YI

file:///C:/Users/Utilisateur/Downloads/yi%20ideogramme.html

 

L’idéogramme Yi est formé par la juxtaposition de deux signes.

En haut, une sorte de carré avec un trait à l’intérieur, c’est le signe du soleil.

En dessous, comme des filaments, c’est la représentation de la pluie qui tombe.

Soleil et pluie, est-il réalité plus naturelle, phénomène plus quotidien ?

Pour les Chinois – peuple sédentaire et cultivateur – Pluie et soleil sont aussi nécessaire l’un que l’autre. L’un sans l’autre leurs bienfaits s’annihilent, l’un avec l’autre leurs bienfaits se multiplient.

  1. Ainsi, le tout premier sens de ce caractère est donc de désigner les « changements de temps ». Ensuite de soleil en pluie et de pluie en soleil, chacun peut constater que le temps change constamment.
  2. Le deuxième sens de l’idéogramme Yi est simple, facile. En effet, quoi de plus aisé que de constater le changement de la pluie et du soleil. Il suffit de laisser passer le temps.

# LIGNES ENREGISTRÉES
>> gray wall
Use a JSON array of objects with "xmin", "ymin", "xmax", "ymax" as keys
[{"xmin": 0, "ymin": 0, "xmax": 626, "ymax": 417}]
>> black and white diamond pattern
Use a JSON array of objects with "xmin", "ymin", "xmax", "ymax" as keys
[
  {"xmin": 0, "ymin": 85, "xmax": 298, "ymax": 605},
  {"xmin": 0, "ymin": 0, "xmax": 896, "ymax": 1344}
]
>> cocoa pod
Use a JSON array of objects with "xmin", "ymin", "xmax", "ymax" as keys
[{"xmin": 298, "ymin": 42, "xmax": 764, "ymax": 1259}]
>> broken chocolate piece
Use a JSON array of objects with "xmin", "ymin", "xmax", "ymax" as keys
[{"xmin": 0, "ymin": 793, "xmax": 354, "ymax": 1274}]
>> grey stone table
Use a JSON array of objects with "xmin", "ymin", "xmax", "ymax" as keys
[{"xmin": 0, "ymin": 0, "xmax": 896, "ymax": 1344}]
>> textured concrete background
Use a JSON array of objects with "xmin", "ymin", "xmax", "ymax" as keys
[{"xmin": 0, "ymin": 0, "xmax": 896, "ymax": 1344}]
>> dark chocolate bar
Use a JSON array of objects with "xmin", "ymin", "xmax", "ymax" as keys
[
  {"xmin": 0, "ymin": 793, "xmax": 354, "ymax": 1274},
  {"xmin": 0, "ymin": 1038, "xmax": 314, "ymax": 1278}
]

# CONSIGNE
Pour chaque affirmation, indiquez par oui ou non si elle s'accorde avec le texte sur l'idéogramme Yi, et citez mot pour mot le passage qui le montre.
1. Dans l'idéogramme Yi, le signe du soleil se trouve en bas.
2. Ensemble, la pluie et le soleil multiplient leurs bienfaits.
3. Le sens « simple, facile » est le tout premier sens du caractère Yi.
Les lignes enregistrées sont un matériau à part, indépendant du texte.

# CORRIGÉ COMPLET
1. Non : « En haut, une sorte de carré avec un trait à l’intérieur, c’est le signe du soleil. »
2. Oui : « l’un avec l’autre leurs bienfaits se multiplient. »
3. Non : « Le deuxième sens de l’idéogramme Yi est simple, facile. »